Your task
Retype exactly the lines below, starting with the line that contains "For the benchmark, spot each instance of the black table" and ending with the last line; leave out any pictures.

─── Task input

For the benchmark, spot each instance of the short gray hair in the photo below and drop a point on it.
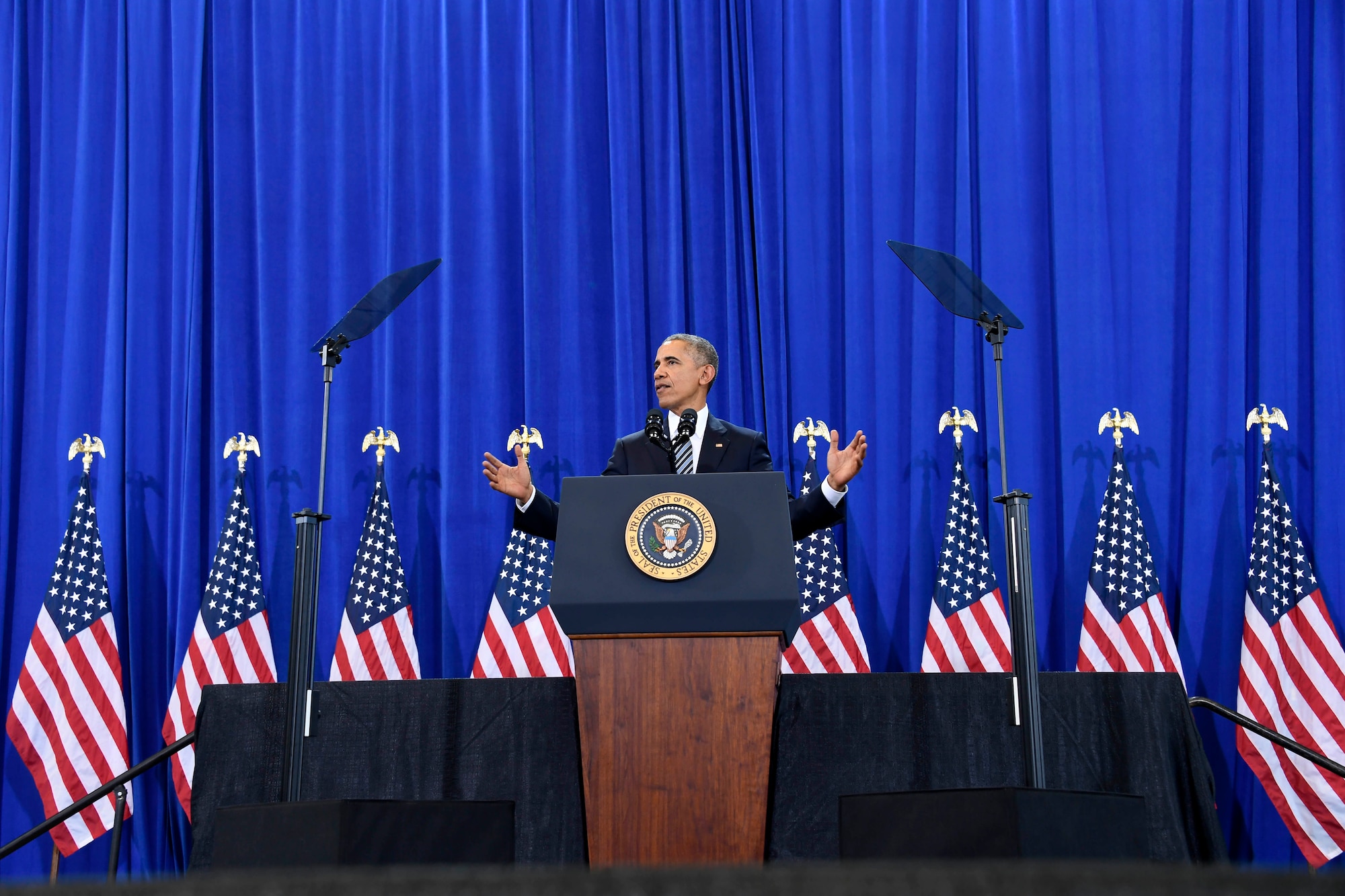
(701, 350)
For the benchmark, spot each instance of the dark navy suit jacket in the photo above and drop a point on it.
(726, 448)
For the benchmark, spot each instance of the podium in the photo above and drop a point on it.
(676, 673)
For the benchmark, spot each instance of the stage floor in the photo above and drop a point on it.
(518, 739)
(785, 879)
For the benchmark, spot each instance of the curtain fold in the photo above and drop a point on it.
(194, 193)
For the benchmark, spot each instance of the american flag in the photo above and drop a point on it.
(68, 720)
(1126, 624)
(377, 641)
(1293, 677)
(829, 638)
(968, 627)
(523, 638)
(231, 642)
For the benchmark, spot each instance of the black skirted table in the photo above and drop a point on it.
(518, 739)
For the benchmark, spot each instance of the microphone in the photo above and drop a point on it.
(687, 427)
(654, 428)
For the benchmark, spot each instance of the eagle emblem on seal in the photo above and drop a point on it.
(673, 536)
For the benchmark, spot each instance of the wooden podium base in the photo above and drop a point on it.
(676, 741)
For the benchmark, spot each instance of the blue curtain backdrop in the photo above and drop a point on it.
(193, 193)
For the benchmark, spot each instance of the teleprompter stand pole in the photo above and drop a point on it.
(309, 548)
(1019, 555)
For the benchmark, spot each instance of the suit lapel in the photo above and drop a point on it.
(714, 446)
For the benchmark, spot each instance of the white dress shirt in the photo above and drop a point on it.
(701, 416)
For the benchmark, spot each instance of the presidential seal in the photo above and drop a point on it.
(670, 536)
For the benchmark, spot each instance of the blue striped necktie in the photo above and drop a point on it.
(684, 458)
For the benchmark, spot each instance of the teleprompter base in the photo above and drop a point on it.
(364, 831)
(1003, 822)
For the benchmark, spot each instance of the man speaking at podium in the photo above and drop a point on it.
(685, 368)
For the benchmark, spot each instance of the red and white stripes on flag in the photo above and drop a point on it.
(377, 641)
(523, 638)
(829, 638)
(68, 719)
(1292, 677)
(231, 642)
(1126, 626)
(968, 627)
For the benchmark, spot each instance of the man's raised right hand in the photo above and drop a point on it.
(514, 481)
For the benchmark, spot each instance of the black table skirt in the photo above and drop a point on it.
(518, 739)
(440, 739)
(1113, 732)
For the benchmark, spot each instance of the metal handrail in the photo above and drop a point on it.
(1274, 736)
(85, 802)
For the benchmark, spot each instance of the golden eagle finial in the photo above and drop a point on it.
(1266, 419)
(812, 431)
(383, 438)
(527, 439)
(1118, 421)
(243, 443)
(957, 420)
(87, 447)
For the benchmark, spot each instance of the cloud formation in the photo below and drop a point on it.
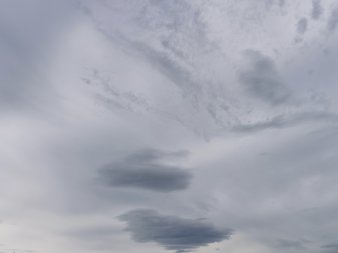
(146, 170)
(262, 80)
(172, 232)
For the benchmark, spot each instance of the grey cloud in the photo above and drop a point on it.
(317, 9)
(147, 155)
(302, 25)
(172, 232)
(147, 169)
(262, 80)
(282, 121)
(332, 22)
(287, 244)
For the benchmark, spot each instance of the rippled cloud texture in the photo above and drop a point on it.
(152, 126)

──────

The result
For the benchmark, spot each instance of the black table skirt in the photo above and drop a point on it.
(518, 739)
(440, 739)
(1113, 732)
For the benchmark, spot each instance of the metal handrail in the photo above and drop a point on it.
(1274, 736)
(85, 802)
For the benchmark, spot each instance of the golden eagle finial in the photo above and drop a point on it.
(1266, 419)
(812, 431)
(383, 438)
(527, 439)
(1118, 421)
(243, 443)
(957, 420)
(87, 447)
For the benchmark, spot each instance of the cloud formation in the photo below and drop a point on it.
(146, 170)
(262, 80)
(172, 232)
For the benchmark, spot each instance of the grey cloud in the photo above and drop a point on it.
(317, 9)
(147, 155)
(302, 25)
(172, 232)
(147, 169)
(262, 80)
(282, 121)
(332, 22)
(287, 244)
For the benchmark, spot each instance of the rippled cloud texture in the photo above and drop a point on it.
(152, 126)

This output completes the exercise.